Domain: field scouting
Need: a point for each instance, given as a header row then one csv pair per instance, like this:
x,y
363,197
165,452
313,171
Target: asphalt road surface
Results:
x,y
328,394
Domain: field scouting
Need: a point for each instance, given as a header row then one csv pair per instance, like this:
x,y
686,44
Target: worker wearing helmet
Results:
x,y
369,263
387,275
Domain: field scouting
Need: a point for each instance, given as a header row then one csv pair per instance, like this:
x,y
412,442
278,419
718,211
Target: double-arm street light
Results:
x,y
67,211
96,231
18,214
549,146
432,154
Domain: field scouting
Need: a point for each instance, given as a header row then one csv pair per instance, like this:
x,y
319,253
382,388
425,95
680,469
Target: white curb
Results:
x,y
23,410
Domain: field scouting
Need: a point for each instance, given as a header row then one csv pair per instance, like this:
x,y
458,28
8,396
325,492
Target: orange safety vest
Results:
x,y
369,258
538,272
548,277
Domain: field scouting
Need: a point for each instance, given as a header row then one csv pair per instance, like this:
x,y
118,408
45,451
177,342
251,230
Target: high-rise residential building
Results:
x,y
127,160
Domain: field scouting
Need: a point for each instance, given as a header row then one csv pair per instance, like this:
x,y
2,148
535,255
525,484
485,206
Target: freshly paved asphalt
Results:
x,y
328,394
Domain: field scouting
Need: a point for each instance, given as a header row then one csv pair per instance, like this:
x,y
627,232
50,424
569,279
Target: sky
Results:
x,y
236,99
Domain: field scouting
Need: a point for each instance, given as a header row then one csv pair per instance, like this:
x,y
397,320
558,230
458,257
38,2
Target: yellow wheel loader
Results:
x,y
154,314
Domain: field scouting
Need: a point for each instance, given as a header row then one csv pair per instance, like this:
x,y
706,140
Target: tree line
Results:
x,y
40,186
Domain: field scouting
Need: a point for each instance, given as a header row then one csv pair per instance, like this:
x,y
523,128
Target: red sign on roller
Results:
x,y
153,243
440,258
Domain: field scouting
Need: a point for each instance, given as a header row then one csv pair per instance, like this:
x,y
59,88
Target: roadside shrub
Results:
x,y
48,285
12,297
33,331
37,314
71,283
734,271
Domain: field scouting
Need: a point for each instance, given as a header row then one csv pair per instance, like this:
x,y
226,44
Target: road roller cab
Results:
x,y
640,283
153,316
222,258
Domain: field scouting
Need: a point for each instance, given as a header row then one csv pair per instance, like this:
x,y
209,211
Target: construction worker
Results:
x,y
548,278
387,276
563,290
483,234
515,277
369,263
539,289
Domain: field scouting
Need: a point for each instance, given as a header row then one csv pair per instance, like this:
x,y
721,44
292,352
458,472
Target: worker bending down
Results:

---*---

Directions: Copy out each line in the entries above that contains the word "roller", in full.

Response to this task:
Target: red sign on roller
Target: road roller cab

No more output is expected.